──────── Information supplied ────────

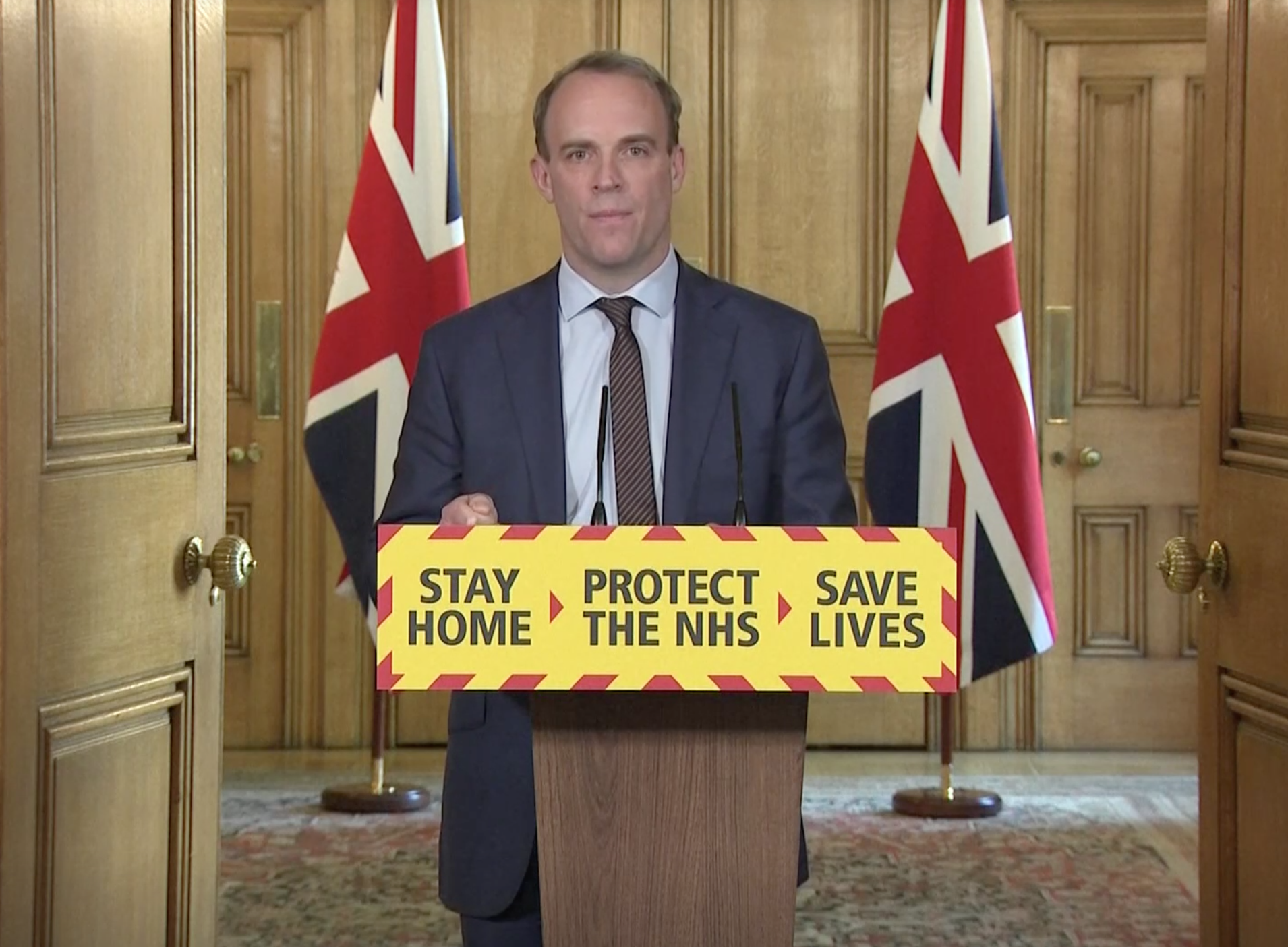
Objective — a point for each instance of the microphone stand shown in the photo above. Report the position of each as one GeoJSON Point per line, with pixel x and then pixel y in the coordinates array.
{"type": "Point", "coordinates": [740, 508]}
{"type": "Point", "coordinates": [599, 518]}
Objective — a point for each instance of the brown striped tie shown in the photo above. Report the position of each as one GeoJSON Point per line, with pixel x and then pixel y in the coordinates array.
{"type": "Point", "coordinates": [633, 456]}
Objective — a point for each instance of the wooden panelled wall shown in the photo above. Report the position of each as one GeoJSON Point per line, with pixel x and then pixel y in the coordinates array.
{"type": "Point", "coordinates": [799, 120]}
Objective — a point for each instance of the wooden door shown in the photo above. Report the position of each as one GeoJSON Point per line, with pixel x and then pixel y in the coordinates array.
{"type": "Point", "coordinates": [1121, 376]}
{"type": "Point", "coordinates": [1243, 468]}
{"type": "Point", "coordinates": [257, 198]}
{"type": "Point", "coordinates": [113, 457]}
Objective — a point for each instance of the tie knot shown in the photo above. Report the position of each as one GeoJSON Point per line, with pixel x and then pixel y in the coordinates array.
{"type": "Point", "coordinates": [617, 309]}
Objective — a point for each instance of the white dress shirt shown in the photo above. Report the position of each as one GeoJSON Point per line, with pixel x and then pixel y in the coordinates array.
{"type": "Point", "coordinates": [585, 341]}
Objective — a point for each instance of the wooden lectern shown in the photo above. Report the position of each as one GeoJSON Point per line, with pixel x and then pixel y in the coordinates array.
{"type": "Point", "coordinates": [669, 819]}
{"type": "Point", "coordinates": [669, 807]}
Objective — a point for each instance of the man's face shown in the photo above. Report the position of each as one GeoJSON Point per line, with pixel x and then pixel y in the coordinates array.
{"type": "Point", "coordinates": [610, 175]}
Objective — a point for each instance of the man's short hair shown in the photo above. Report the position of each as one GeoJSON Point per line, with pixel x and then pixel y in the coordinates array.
{"type": "Point", "coordinates": [610, 61]}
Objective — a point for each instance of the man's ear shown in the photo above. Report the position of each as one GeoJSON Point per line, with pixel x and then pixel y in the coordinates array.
{"type": "Point", "coordinates": [541, 178]}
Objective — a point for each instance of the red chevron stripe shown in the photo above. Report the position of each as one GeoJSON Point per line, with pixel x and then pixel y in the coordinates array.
{"type": "Point", "coordinates": [805, 534]}
{"type": "Point", "coordinates": [944, 683]}
{"type": "Point", "coordinates": [450, 682]}
{"type": "Point", "coordinates": [664, 533]}
{"type": "Point", "coordinates": [523, 532]}
{"type": "Point", "coordinates": [386, 532]}
{"type": "Point", "coordinates": [386, 601]}
{"type": "Point", "coordinates": [386, 677]}
{"type": "Point", "coordinates": [522, 682]}
{"type": "Point", "coordinates": [594, 533]}
{"type": "Point", "coordinates": [733, 534]}
{"type": "Point", "coordinates": [947, 537]}
{"type": "Point", "coordinates": [593, 682]}
{"type": "Point", "coordinates": [450, 532]}
{"type": "Point", "coordinates": [876, 534]}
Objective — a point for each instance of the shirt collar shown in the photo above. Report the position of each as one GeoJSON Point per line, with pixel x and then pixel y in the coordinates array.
{"type": "Point", "coordinates": [655, 293]}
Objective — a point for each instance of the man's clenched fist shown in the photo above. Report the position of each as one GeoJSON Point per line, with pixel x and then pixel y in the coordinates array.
{"type": "Point", "coordinates": [469, 510]}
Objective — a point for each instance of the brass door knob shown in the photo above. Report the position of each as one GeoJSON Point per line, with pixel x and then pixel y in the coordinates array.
{"type": "Point", "coordinates": [229, 564]}
{"type": "Point", "coordinates": [1183, 566]}
{"type": "Point", "coordinates": [252, 453]}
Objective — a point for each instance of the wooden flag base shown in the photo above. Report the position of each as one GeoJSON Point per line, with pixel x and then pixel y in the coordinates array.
{"type": "Point", "coordinates": [947, 802]}
{"type": "Point", "coordinates": [375, 795]}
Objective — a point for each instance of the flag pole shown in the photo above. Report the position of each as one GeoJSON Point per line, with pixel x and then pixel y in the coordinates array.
{"type": "Point", "coordinates": [947, 801]}
{"type": "Point", "coordinates": [376, 795]}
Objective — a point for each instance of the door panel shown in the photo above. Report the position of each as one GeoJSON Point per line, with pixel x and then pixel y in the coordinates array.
{"type": "Point", "coordinates": [111, 327]}
{"type": "Point", "coordinates": [1243, 468]}
{"type": "Point", "coordinates": [1119, 201]}
{"type": "Point", "coordinates": [259, 309]}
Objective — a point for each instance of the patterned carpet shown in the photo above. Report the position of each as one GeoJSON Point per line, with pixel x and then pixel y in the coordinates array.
{"type": "Point", "coordinates": [1071, 862]}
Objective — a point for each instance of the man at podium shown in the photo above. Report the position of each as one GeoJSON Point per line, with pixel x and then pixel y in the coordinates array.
{"type": "Point", "coordinates": [505, 412]}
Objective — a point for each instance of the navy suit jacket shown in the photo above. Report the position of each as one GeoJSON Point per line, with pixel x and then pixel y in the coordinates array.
{"type": "Point", "coordinates": [485, 415]}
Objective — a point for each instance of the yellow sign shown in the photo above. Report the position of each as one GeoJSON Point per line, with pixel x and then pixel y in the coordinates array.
{"type": "Point", "coordinates": [668, 607]}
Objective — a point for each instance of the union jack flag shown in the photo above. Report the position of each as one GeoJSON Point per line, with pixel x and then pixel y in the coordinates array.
{"type": "Point", "coordinates": [951, 427]}
{"type": "Point", "coordinates": [401, 268]}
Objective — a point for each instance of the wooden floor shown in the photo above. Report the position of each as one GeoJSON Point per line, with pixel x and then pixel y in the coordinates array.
{"type": "Point", "coordinates": [257, 766]}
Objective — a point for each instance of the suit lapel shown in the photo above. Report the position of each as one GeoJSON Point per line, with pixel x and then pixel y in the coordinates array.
{"type": "Point", "coordinates": [529, 348]}
{"type": "Point", "coordinates": [700, 376]}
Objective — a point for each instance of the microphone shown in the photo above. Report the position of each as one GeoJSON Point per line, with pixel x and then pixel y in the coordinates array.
{"type": "Point", "coordinates": [599, 518]}
{"type": "Point", "coordinates": [740, 508]}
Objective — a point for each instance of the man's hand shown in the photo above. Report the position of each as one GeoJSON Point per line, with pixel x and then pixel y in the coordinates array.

────────

#### Given instruction:
Quote every line of the records above exactly; no picture is to be copied.

#### Response for this exercise:
Objective — a point for each instance of the microphone stand shown in the photo above. Report the position of each as one GeoJSON Point per line, with pixel x and then pixel y in the coordinates array.
{"type": "Point", "coordinates": [740, 508]}
{"type": "Point", "coordinates": [599, 518]}
Objective — a point for each instance of the brown striped tie shown in the photo above. Report the position of each as one GeoJSON Point per line, with pixel x and then pixel y in the coordinates array.
{"type": "Point", "coordinates": [633, 456]}
Objective — a point for each instance of the wooden panelled wall shown in the photo above. Report the position of each as one GeoJSON Point per line, with pixel x and then pixel y in the coordinates array.
{"type": "Point", "coordinates": [799, 120]}
Objective — a point for each instance of the wooden door shown in the photo above. Report the position of each as one GeoJSON Point per line, with pixel x and then pixel y in the coordinates array.
{"type": "Point", "coordinates": [1121, 376]}
{"type": "Point", "coordinates": [1243, 468]}
{"type": "Point", "coordinates": [257, 198]}
{"type": "Point", "coordinates": [113, 457]}
Objective — a point for each instance of the tie knot shown in the photo above. Report the position of each as one GeoJSON Point per line, with pixel x and then pixel y in the coordinates array.
{"type": "Point", "coordinates": [617, 309]}
Objective — a point for each instance of the white dress shirt shown in the photo above. Report the position of each as one GeoJSON Point per line, with pixel x and then pixel y in the coordinates array.
{"type": "Point", "coordinates": [585, 341]}
Objective — a point for each instance of the wooden lectern shown in the photo above. Report the position of each as one GeoJSON Point per line, with pixel x and then pixel y in the coordinates array.
{"type": "Point", "coordinates": [669, 819]}
{"type": "Point", "coordinates": [669, 807]}
Objective — a point for each instance of the man's face shown in the photo above. Report the position of each as one GeoJSON Point per line, with pixel x and then pixel y in the coordinates array.
{"type": "Point", "coordinates": [610, 175]}
Objective — a point for each instance of the man's short hair shown in the photo above. Report the position of each as one GeoJSON Point per line, with pixel x and then pixel y in the coordinates array.
{"type": "Point", "coordinates": [610, 61]}
Objective — a point for each instance of the man's ear shown in the photo above. Report the position of each as one GeoJSON Point per line, with pixel x and then pixel y in the coordinates array.
{"type": "Point", "coordinates": [541, 178]}
Objective — a point for each instance of the red chevron stripe shown in the photo above. Report the position of each as one GeoJSON Point per line, with pixel x and then pixel y in the coordinates array.
{"type": "Point", "coordinates": [805, 534]}
{"type": "Point", "coordinates": [944, 683]}
{"type": "Point", "coordinates": [450, 682]}
{"type": "Point", "coordinates": [664, 533]}
{"type": "Point", "coordinates": [523, 532]}
{"type": "Point", "coordinates": [386, 532]}
{"type": "Point", "coordinates": [386, 601]}
{"type": "Point", "coordinates": [386, 677]}
{"type": "Point", "coordinates": [522, 682]}
{"type": "Point", "coordinates": [594, 533]}
{"type": "Point", "coordinates": [733, 534]}
{"type": "Point", "coordinates": [947, 537]}
{"type": "Point", "coordinates": [593, 682]}
{"type": "Point", "coordinates": [450, 532]}
{"type": "Point", "coordinates": [876, 534]}
Objective — a point for each instance of the shirt collar shown in the photo above. Report the position of each as one GeoJSON Point per line, with pixel x and then pixel y in the coordinates array.
{"type": "Point", "coordinates": [655, 293]}
Objective — a point for each instance of the man's clenched fist shown in the photo above. Report the position of each as one GeoJSON Point per line, with pixel x and then pixel y in the coordinates array.
{"type": "Point", "coordinates": [469, 510]}
Objective — a point for each instance of the brass door knob shown in the photo above. Report the position of each as one GeoJSON Point per line, with pixel x and then pixel y in the coordinates array.
{"type": "Point", "coordinates": [229, 564]}
{"type": "Point", "coordinates": [1183, 566]}
{"type": "Point", "coordinates": [252, 453]}
Objective — a point for each instance of the wooden flag base shown in the photo above. Report the position of each as one GeoJSON Point per line, with pixel x and then pixel y in the coordinates array.
{"type": "Point", "coordinates": [947, 802]}
{"type": "Point", "coordinates": [375, 795]}
Objective — a point for each instance of the flag pole shown in the photo above. Report the position of each as one GeoJSON Point per line, with pixel x and then pixel y in the coordinates array.
{"type": "Point", "coordinates": [947, 801]}
{"type": "Point", "coordinates": [376, 795]}
Objective — a point for each instance of the door panel shown in the photo above. Report the position of each as one GeoJSON Point per line, with pixel x and then pixel y in the coordinates array.
{"type": "Point", "coordinates": [111, 327]}
{"type": "Point", "coordinates": [1243, 468]}
{"type": "Point", "coordinates": [1119, 201]}
{"type": "Point", "coordinates": [259, 309]}
Objective — a point for each instance of the patterned carpet shown in the photo above. Report the position of each as one GeoJSON Point per line, with pixel x and then pixel y in the coordinates array.
{"type": "Point", "coordinates": [1071, 862]}
Objective — a point for each instance of the man at podium shown in the photo above. Report the position of each as one GeoJSON Point per line, with pixel x and then pixel y in the coordinates array.
{"type": "Point", "coordinates": [505, 412]}
Objective — a point for each instance of the navy suit jacket shown in the photo above. Report the position of each as one GeoJSON Point per line, with pixel x and then pixel y in the coordinates array.
{"type": "Point", "coordinates": [485, 415]}
Objective — a point for each instance of the yellow sign shown in the photo above. Report the position of each as one GeoJSON Point per line, with pixel x and then pixel y in the coordinates array.
{"type": "Point", "coordinates": [668, 607]}
Objective — a point for each instance of the union jack flag shown in the photo above. Report the position of each as one GeoJSON Point per line, with pixel x and then pixel y in the coordinates array.
{"type": "Point", "coordinates": [951, 427]}
{"type": "Point", "coordinates": [401, 268]}
Objective — a point for each instance of the wooden floor shown in the photo above. Report the position of each as one GeoJSON Point per line, with pixel x and then pixel y in the coordinates array.
{"type": "Point", "coordinates": [257, 766]}
Objective — a point for each instance of the suit lapel shown in the photo above. Report the position of each as one GeoJSON Point per line, with pixel x and then pixel y in the coordinates array.
{"type": "Point", "coordinates": [529, 348]}
{"type": "Point", "coordinates": [700, 376]}
Objective — a point for each instance of the microphone shown in the photo above. Report the position of each as one GeoJSON Point per line, with pixel x and then pixel y in the coordinates array.
{"type": "Point", "coordinates": [599, 518]}
{"type": "Point", "coordinates": [740, 508]}
Objective — a point for each instance of the man's hand shown in the photo above. Report the position of each as one GeoJSON Point per line, with pixel x and then pixel y in the coordinates array.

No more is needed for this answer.